--- START ---

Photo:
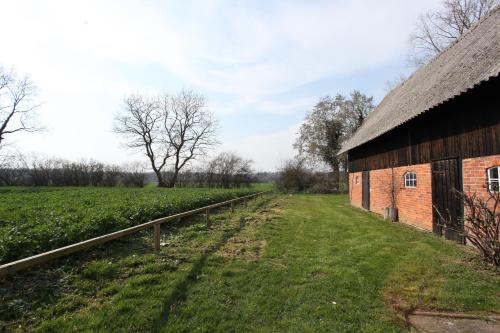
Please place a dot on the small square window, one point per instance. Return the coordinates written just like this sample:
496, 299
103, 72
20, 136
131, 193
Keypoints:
410, 179
494, 179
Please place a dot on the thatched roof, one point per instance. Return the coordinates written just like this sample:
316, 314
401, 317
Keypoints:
472, 59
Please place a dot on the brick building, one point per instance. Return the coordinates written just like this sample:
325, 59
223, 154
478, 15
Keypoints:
437, 131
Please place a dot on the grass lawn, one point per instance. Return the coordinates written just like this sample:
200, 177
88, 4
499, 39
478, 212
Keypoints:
302, 263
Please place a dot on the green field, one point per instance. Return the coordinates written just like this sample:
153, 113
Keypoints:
301, 263
34, 220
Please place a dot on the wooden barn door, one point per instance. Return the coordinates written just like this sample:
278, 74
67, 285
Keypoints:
445, 203
366, 190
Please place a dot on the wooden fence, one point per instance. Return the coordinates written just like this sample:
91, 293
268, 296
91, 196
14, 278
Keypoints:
155, 224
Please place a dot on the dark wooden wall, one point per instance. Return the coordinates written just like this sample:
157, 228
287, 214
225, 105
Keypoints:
466, 126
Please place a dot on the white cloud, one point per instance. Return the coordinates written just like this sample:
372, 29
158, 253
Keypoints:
82, 54
268, 151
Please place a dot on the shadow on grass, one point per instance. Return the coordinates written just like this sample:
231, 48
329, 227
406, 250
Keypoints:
180, 293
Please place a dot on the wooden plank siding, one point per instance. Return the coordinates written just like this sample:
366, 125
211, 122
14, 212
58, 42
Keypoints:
464, 127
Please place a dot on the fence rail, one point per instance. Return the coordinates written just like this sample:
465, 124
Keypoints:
155, 224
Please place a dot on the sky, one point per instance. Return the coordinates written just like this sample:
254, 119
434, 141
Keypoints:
261, 64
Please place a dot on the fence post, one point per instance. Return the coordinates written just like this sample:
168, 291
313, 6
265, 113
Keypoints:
207, 217
156, 236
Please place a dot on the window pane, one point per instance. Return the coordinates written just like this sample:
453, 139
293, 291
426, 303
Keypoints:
494, 173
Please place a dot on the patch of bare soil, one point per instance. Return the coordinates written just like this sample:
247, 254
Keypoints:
452, 323
246, 245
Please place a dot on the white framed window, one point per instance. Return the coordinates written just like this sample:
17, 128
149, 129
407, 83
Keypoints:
410, 179
494, 179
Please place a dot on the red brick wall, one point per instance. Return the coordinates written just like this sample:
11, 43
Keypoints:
355, 188
474, 174
414, 204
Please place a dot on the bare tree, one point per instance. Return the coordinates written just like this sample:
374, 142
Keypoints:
190, 128
141, 123
171, 130
332, 121
17, 105
436, 30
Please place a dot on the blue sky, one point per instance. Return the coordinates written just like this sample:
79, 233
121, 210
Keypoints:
261, 64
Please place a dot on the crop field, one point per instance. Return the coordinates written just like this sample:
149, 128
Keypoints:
34, 220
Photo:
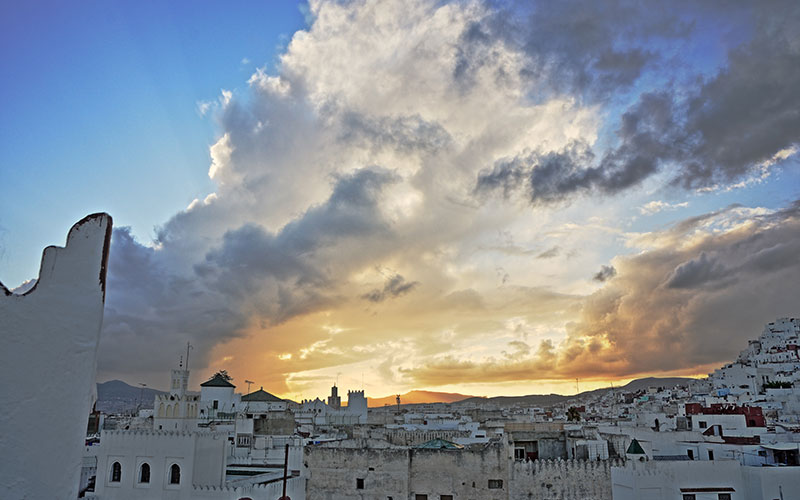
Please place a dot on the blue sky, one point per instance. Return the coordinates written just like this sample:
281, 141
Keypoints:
99, 103
478, 197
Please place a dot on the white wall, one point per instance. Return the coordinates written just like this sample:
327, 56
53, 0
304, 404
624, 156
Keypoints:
48, 361
201, 457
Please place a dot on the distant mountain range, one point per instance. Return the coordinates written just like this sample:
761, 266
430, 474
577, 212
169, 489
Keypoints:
115, 396
417, 397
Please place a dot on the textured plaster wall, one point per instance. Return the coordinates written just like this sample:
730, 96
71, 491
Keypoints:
48, 357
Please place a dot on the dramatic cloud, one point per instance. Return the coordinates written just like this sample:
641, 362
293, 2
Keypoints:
736, 124
421, 191
656, 305
605, 273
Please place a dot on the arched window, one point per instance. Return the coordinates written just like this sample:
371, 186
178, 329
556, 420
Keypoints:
116, 472
174, 474
144, 473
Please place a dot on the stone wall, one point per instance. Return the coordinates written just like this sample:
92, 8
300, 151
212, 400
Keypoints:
562, 479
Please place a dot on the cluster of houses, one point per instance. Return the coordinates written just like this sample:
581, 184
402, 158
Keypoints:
734, 435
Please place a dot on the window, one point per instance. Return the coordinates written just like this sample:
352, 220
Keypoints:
116, 472
144, 473
174, 474
243, 440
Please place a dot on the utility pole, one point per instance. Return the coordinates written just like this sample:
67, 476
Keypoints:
188, 346
141, 393
285, 472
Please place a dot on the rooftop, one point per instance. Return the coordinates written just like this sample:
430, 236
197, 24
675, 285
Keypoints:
217, 381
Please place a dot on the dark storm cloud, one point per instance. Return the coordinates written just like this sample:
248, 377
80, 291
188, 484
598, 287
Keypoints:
273, 275
658, 303
583, 48
645, 139
152, 310
394, 287
715, 134
696, 272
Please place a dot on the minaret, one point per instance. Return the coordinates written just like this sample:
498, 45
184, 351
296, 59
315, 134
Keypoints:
180, 377
334, 400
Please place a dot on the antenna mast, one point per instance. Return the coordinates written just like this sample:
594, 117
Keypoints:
188, 346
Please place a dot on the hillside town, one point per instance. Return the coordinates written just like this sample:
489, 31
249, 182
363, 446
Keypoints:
732, 435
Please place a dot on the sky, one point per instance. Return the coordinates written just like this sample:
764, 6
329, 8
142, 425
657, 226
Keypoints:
480, 197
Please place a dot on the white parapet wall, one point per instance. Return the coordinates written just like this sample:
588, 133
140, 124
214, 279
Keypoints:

--- END ---

→ What the task requires
With the pictures omitted, repeat the full set of records above exactly.

→ Your response
Photo:
Please place a dot on the small square window, one point per instance. Return the coordinates written just like this sample:
496, 299
103, 72
20, 136
131, 193
Keypoints:
410, 179
494, 179
Please place a dot on the thatched roof, one point per instance. Return the coordinates written just like this sample:
316, 314
401, 317
Keypoints:
472, 59
Please place a dot on the brick building, one point per instance. Return the coordinates written just like this sample:
325, 59
223, 154
478, 15
Keypoints:
437, 131
Please place a dot on the grass lawn, one point per instance. Return the coordinates written just like this sample:
200, 177
88, 4
499, 39
478, 212
Keypoints:
302, 263
Please place a dot on the green field, one point per instance. Return the coordinates written just like this sample:
153, 113
Keypoints:
301, 263
34, 220
Please place a dot on the wooden barn door, one point per instance. Return the coordinates written just like this sample:
278, 74
67, 285
Keypoints:
445, 203
366, 190
Please place a dot on the wooden fence, one point per instance. Return the coordinates written just like this sample:
91, 293
268, 296
91, 196
14, 278
Keypoints:
155, 224
Please place a dot on the dark wooden wall, one point per instance. Return the coordinates written just like this sample:
157, 228
287, 214
225, 105
Keypoints:
466, 126
Please place a dot on the white cloud, one point per instance. Return the coordinates written just like this sample:
372, 29
158, 253
Keypoints:
82, 54
268, 151
Please place a dot on the shadow on grass, one point per instance. Return the coordinates written just like this sample:
231, 48
329, 227
406, 250
Keypoints:
180, 293
Please place a dot on the wooden plank siding, one point per instance. Return the coordinates written just like this sample:
366, 125
211, 122
14, 212
58, 42
Keypoints:
464, 127
Please place a dot on the fence rail, one point per instance. Return the coordinates written just like this sample:
465, 124
Keypoints:
155, 224
Please place a dot on the sky, one point per instance. Return the coordinates written just like this sample:
254, 119
434, 141
Keypoints:
261, 64
Please place a dot on the fence post, one point per instance. Return the coordinates written just like this sample:
168, 291
313, 6
265, 113
Keypoints:
207, 217
156, 236
Please place a dot on the window pane, one point per instance. Return the coordinates written just like this sample:
453, 139
293, 291
426, 303
Keypoints:
494, 173
Please place a dot on the patch of bare soil, one point per instance. Return the coordinates written just like this sample:
247, 254
Keypoints:
452, 323
246, 245
Please place a dot on the white framed window, one point per instance. Return the coordinates written just like this sample:
17, 128
149, 129
407, 83
Keypoints:
410, 179
494, 179
Please place a dot on the red brick wall, one point per instance. Return the coordinates written just like this sample:
11, 43
Keypoints:
355, 188
474, 174
414, 204
Please place a dot on the bare tree, one point per instance. Return the coordinates written just like this sample:
374, 142
Keypoints:
190, 128
141, 123
171, 130
332, 121
17, 105
436, 30
Please place a dot on the blue sky, one point per instance. Return the coordinates written just like this sample:
79, 233
121, 210
Keypoints:
261, 64
Please place a dot on the crop field, one point per instance. Return the coordinates written just like this sample:
149, 128
Keypoints:
34, 220
Photo:
Please place a dot on the blue sky, one point per instance. Return the coordinates written just like this sample:
281, 141
Keypoints:
99, 103
478, 197
Please place a dot on the white wall, one point per instance. Return the coordinates written just like this sample:
327, 56
53, 0
304, 404
624, 156
Keypoints:
48, 361
201, 457
Please place a dot on the distant mountain range, one point per instance. Return the coordinates written just like this sample:
761, 266
430, 474
577, 212
169, 489
Keypoints:
115, 396
417, 397
Please place a dot on the textured plaster wall, one point per instance. Return the coordinates written just like this sample:
730, 96
71, 491
Keypoints:
48, 357
Please place a dot on the dramatic cloud, one point per instance. Return the coordinates written just like this sample:
641, 362
293, 2
Keypoints:
736, 124
421, 191
656, 305
605, 273
Please place a dot on the arched window, one point per instance. Return the coordinates written just like this sample:
371, 186
178, 329
556, 420
Keypoints:
116, 472
174, 474
144, 473
Please place a dot on the stone wall, one point per instance. Return the coordinates written just like this sample:
92, 8
300, 151
212, 400
Keypoints:
562, 479
Please place a dot on the cluster of houses, one point per instance. Return the coordinates written just like this sample:
581, 184
402, 158
Keypoints:
734, 435
Please place a dot on the window, one point per instance. Return the coordinates written just like this sample:
352, 220
Keypoints:
116, 472
144, 473
174, 474
243, 440
Please place a dot on the utility pole, one point per instance. Return the coordinates written just like this sample:
67, 476
Keypoints:
188, 346
141, 393
285, 472
Please place a dot on the rooftop, one point per instance. Return the coordinates written just like this sample:
430, 236
197, 24
675, 285
Keypoints:
217, 381
Please place a dot on the dark storm cloud, one point per instance. Return the coordinates written just like this sample:
248, 377
80, 291
188, 484
598, 287
Keypoints:
273, 275
658, 303
583, 48
645, 139
152, 310
394, 287
715, 134
696, 272
Please place a dot on the minaret, one point per instance. Return the coordinates written just like this sample:
498, 45
184, 351
296, 59
315, 134
Keypoints:
180, 377
334, 400
Please place a dot on the antenna mast, one point per instance. Return the coordinates written just like this sample:
594, 117
Keypoints:
188, 346
Please place a dot on the hillside town, one point per instance. Return the coordinates written just like this sample:
489, 31
249, 182
363, 446
Keypoints:
732, 435
Please place a dot on the sky, one point per instance. Return the coordinates written just like this sample:
764, 6
329, 8
142, 425
657, 226
Keypoints:
480, 197
Please place a dot on the white parapet wall, one point per instance. Return the coordinates written just like this sample:
588, 133
140, 124
214, 279
Keypoints:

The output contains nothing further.